As part of my trip to Texas for SXSW, I was invited to present on 'Crowdsourcing in Cultural Heritage' at a colloquium at a School of Information Research Event at UT Austin on March 8, 2016.

My thanks to the organisers for their excellent hospitality, and to the attendees for their thoughtful and probing questions!

My abstract: Why and how are museums, libraries, archives and academic projects creating crowdsourcing projects to help digitize collections or enhance their knowledge about them? Based on a review of hundreds of heritage crowdsourcing projects, this talk will highlight examples of successful projects, discuss why members of the public volunteer their time, and consider the different outcomes possible.

Data records:

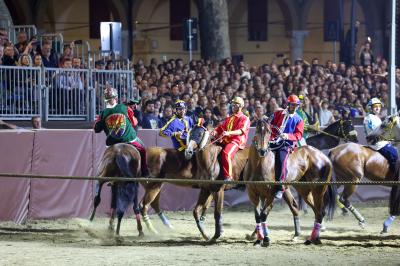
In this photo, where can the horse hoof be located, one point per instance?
(362, 224)
(295, 238)
(266, 241)
(308, 242)
(250, 237)
(257, 243)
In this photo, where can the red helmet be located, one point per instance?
(293, 99)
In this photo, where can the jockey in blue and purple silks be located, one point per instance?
(291, 127)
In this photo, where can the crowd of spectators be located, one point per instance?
(327, 90)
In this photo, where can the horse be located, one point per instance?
(205, 154)
(307, 164)
(331, 136)
(163, 163)
(352, 161)
(120, 160)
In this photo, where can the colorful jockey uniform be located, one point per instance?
(291, 127)
(372, 122)
(178, 127)
(117, 121)
(233, 142)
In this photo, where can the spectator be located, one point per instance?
(22, 41)
(258, 115)
(49, 57)
(36, 122)
(150, 120)
(166, 116)
(366, 56)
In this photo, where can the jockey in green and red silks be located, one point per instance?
(118, 122)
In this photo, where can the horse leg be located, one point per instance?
(266, 208)
(136, 210)
(387, 223)
(344, 199)
(255, 200)
(113, 207)
(219, 206)
(308, 197)
(201, 202)
(151, 193)
(291, 202)
(156, 207)
(97, 199)
(205, 208)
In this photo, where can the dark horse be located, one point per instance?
(120, 160)
(330, 137)
(351, 162)
(306, 164)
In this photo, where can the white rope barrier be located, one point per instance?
(198, 181)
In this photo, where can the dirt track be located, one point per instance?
(77, 242)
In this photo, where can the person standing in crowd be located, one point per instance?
(234, 131)
(178, 126)
(166, 116)
(117, 122)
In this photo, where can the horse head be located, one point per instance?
(261, 137)
(197, 139)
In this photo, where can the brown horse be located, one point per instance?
(163, 163)
(351, 162)
(208, 167)
(306, 164)
(120, 160)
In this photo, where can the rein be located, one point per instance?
(212, 142)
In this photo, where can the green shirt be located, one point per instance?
(115, 123)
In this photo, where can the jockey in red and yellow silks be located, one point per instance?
(235, 130)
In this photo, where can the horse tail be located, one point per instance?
(331, 193)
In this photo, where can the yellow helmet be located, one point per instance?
(238, 100)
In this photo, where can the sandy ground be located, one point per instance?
(79, 242)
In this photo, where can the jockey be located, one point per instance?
(234, 131)
(304, 116)
(372, 122)
(178, 126)
(117, 121)
(291, 127)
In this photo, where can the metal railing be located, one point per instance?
(59, 93)
(30, 31)
(20, 92)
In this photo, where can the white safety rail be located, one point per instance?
(30, 31)
(20, 92)
(122, 80)
(66, 93)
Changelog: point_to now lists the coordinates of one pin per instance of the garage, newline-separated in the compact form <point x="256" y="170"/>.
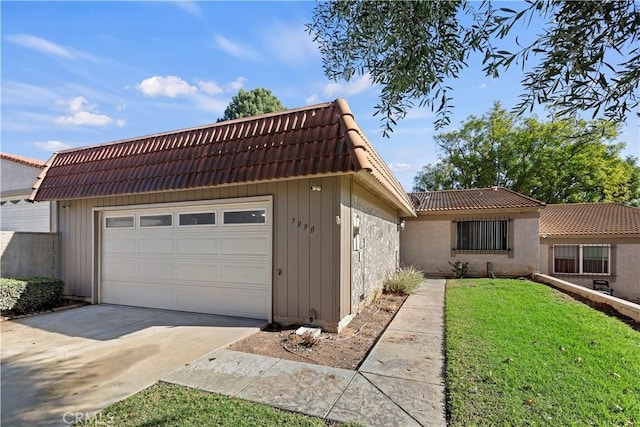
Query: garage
<point x="208" y="257"/>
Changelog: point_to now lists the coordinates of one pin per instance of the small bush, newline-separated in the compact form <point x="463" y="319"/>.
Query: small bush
<point x="22" y="295"/>
<point x="459" y="268"/>
<point x="405" y="281"/>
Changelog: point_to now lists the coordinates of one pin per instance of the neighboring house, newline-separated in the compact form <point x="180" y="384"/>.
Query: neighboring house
<point x="17" y="175"/>
<point x="289" y="217"/>
<point x="583" y="242"/>
<point x="477" y="226"/>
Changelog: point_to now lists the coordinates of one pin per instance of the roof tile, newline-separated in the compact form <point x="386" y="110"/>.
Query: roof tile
<point x="315" y="140"/>
<point x="477" y="198"/>
<point x="589" y="219"/>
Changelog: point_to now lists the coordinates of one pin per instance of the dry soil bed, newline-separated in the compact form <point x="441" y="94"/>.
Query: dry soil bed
<point x="344" y="350"/>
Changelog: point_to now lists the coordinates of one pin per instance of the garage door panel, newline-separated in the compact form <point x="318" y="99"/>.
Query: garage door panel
<point x="198" y="246"/>
<point x="155" y="270"/>
<point x="119" y="246"/>
<point x="155" y="246"/>
<point x="257" y="275"/>
<point x="197" y="272"/>
<point x="115" y="292"/>
<point x="207" y="269"/>
<point x="120" y="270"/>
<point x="247" y="245"/>
<point x="157" y="296"/>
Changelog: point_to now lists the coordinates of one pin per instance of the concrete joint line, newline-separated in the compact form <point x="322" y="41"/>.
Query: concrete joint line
<point x="326" y="414"/>
<point x="256" y="378"/>
<point x="389" y="397"/>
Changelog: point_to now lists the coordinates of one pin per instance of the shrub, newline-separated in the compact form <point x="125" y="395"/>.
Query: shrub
<point x="23" y="295"/>
<point x="459" y="268"/>
<point x="404" y="281"/>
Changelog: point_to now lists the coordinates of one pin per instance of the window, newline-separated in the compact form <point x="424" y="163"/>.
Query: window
<point x="581" y="259"/>
<point x="489" y="235"/>
<point x="192" y="219"/>
<point x="119" y="222"/>
<point x="246" y="217"/>
<point x="164" y="220"/>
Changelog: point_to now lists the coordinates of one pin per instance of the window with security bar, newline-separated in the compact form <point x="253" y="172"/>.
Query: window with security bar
<point x="482" y="235"/>
<point x="581" y="259"/>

Work order 1: Duplicate the part of the crowdsourcing talk text starting at "My abstract: Why" and ending at "different outcomes possible.".
Work order 2: For each statement, say whether it agrees with the crowdsourcing talk text, and quote the deciding words: (a) The talk was given at UT Austin on March 8, 2016. (b) The talk was based on a review of about a dozen heritage crowdsourcing projects. (c) The trip to Texas was for SXSW.

Task answer 1:
My abstract: Why and how are museums, libraries, archives and academic projects creating crowdsourcing projects to help digitize collections or enhance their knowledge about them? Based on a review of hundreds of heritage crowdsourcing projects, this talk will highlight examples of successful projects, discuss why members of the public volunteer their time, and consider the different outcomes possible.

Task answer 2:
(a) Yes: "at UT Austin on March 8, 2016"
(b) No: "Based on a review of hundreds of heritage crowdsourcing projects"
(c) Yes: "As part of my trip to Texas for SXSW"